WHAT THE TASK ASKS – Search the entries for the word "below". Copy every line where it turns up.

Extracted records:
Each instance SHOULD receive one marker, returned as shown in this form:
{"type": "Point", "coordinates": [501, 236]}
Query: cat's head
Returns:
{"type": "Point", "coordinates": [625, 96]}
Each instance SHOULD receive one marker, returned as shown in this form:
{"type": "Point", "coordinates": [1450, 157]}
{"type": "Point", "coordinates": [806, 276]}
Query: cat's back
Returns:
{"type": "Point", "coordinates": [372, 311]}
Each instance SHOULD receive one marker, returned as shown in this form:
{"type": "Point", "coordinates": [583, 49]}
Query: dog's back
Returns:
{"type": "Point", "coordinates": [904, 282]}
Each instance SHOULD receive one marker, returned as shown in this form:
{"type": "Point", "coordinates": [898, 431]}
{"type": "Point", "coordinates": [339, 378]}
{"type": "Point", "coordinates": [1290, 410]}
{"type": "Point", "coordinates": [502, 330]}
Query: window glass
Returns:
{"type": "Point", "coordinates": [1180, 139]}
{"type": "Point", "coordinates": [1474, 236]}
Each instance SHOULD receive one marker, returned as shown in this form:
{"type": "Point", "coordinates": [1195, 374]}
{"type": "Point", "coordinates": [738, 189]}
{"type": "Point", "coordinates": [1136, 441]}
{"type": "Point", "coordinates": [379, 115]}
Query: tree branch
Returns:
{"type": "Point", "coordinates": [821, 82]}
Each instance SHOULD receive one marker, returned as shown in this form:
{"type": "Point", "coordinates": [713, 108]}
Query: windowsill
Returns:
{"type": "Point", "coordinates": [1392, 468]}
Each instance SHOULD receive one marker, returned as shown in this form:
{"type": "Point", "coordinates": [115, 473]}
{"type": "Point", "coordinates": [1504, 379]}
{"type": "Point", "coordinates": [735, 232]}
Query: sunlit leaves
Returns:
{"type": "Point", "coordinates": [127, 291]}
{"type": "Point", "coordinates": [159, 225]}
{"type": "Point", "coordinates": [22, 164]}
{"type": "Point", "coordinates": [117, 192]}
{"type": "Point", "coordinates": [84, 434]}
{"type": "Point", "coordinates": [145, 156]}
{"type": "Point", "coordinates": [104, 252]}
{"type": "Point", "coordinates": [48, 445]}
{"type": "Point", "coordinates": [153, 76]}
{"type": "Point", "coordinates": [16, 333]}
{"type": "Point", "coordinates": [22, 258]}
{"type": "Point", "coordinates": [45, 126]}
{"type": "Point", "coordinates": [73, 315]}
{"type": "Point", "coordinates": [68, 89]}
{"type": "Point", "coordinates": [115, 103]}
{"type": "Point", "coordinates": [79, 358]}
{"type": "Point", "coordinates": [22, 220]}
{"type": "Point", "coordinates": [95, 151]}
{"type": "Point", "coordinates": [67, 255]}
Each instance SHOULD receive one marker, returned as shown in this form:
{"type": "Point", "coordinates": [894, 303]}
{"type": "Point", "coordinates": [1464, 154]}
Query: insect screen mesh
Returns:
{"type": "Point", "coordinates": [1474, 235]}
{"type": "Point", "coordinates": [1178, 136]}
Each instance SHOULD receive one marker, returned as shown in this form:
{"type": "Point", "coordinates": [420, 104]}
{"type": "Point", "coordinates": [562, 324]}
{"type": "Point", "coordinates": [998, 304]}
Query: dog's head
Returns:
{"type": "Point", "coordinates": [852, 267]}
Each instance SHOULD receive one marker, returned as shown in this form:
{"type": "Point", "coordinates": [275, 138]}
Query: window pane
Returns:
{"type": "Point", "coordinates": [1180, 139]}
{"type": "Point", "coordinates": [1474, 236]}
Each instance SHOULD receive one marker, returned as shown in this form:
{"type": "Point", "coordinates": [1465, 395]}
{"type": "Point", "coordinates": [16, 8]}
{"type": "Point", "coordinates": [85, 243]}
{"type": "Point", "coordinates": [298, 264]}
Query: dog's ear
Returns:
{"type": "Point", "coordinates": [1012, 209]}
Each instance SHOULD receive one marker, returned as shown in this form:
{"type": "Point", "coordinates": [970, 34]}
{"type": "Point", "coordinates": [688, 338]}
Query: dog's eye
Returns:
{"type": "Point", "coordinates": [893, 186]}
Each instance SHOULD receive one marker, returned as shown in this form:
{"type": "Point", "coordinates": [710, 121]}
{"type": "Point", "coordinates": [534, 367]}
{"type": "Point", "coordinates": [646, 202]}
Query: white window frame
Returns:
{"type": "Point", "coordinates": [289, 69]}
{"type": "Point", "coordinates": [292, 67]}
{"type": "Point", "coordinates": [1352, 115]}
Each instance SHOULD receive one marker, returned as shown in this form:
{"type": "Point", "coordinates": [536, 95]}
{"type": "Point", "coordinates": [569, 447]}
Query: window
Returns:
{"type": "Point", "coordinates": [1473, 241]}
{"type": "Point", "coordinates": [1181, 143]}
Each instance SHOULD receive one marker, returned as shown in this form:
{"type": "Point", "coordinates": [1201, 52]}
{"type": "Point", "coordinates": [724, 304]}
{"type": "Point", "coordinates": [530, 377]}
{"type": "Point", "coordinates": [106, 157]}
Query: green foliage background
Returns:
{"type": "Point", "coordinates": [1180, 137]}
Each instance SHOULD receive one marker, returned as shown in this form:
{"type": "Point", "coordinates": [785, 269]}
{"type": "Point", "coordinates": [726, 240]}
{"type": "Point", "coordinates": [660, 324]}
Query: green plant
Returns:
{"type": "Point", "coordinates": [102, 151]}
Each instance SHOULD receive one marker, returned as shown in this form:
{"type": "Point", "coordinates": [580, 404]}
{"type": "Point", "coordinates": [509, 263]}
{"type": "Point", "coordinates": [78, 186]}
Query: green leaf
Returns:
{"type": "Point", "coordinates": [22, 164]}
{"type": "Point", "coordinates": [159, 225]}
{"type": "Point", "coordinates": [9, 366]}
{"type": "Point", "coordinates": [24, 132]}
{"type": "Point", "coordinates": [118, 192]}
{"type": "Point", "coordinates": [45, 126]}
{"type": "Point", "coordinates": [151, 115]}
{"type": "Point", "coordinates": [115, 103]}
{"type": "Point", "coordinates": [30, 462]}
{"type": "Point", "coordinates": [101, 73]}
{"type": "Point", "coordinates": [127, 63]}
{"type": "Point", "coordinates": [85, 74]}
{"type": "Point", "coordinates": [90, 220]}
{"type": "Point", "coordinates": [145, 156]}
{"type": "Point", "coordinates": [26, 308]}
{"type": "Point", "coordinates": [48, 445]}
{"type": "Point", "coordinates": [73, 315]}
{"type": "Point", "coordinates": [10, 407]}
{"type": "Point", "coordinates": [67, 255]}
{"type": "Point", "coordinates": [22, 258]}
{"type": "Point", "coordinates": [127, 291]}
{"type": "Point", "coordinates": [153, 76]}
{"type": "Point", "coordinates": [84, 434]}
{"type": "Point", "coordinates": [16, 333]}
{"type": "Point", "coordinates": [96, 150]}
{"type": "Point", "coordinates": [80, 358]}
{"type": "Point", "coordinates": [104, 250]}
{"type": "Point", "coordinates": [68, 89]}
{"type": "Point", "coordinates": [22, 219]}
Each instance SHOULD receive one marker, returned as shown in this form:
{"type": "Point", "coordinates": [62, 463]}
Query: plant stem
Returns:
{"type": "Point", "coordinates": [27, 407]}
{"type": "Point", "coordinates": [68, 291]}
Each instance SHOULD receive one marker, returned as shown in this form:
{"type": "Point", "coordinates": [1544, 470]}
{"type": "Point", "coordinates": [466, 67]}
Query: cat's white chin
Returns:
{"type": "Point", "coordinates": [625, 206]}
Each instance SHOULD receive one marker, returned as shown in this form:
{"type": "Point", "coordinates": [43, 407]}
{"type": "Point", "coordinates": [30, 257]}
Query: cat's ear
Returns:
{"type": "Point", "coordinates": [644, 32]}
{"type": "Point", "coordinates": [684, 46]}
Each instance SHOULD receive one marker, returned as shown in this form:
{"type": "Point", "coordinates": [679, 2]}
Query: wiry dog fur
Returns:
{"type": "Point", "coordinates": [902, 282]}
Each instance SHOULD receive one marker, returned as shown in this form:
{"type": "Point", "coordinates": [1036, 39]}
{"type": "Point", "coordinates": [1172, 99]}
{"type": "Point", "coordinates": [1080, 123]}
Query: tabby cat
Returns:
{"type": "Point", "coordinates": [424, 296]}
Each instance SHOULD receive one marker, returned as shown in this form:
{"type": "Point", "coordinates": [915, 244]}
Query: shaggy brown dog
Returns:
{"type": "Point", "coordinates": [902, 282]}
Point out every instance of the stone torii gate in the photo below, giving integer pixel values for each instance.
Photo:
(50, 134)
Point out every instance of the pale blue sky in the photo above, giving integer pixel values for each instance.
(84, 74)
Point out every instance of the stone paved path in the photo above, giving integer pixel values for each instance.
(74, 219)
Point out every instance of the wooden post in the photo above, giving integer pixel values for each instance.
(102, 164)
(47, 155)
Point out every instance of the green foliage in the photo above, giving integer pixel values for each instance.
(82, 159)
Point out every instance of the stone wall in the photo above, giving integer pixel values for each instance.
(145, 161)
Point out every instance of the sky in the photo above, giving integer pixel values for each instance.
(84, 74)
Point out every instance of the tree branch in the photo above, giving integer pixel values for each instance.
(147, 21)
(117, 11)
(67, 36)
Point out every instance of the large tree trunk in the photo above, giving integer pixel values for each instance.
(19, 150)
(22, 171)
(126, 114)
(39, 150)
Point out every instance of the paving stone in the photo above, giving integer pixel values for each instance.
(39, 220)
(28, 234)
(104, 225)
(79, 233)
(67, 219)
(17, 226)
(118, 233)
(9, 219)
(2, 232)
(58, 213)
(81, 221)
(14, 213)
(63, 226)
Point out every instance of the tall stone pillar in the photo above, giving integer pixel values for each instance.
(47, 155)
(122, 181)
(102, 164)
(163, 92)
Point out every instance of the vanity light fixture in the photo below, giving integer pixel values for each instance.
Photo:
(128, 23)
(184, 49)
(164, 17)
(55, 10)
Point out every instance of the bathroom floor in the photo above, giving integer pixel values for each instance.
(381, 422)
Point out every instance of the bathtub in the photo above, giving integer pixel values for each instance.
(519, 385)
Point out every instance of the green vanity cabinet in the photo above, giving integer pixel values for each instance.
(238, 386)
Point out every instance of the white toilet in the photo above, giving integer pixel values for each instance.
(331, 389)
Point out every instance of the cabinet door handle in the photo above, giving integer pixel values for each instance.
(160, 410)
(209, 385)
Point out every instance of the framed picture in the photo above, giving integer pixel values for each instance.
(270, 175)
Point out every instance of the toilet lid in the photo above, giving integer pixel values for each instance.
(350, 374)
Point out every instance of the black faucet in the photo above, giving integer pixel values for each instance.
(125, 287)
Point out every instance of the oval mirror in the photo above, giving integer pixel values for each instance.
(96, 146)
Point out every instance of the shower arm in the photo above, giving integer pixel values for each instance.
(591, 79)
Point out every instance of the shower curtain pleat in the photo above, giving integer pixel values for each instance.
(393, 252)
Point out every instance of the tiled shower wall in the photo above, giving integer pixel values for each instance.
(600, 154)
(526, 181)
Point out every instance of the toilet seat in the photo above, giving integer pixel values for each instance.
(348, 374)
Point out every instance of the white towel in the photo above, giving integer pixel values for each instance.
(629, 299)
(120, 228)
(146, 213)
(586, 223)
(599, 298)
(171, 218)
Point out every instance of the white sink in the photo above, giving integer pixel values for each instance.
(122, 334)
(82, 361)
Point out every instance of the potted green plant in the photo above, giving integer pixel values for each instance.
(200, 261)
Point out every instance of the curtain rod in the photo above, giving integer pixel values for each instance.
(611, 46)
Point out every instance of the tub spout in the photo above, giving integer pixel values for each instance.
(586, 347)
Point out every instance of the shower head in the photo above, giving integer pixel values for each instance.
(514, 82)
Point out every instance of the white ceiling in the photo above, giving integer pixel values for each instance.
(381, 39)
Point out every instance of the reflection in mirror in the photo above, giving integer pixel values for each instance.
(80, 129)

SOLUTION TO THIS TASK –
Point out every instance of the stone torii gate in the photo below, giving integer pixel values for each instance.
Point out every instance of the vanity light fixture in the photo below, giving integer pixel values for each instance.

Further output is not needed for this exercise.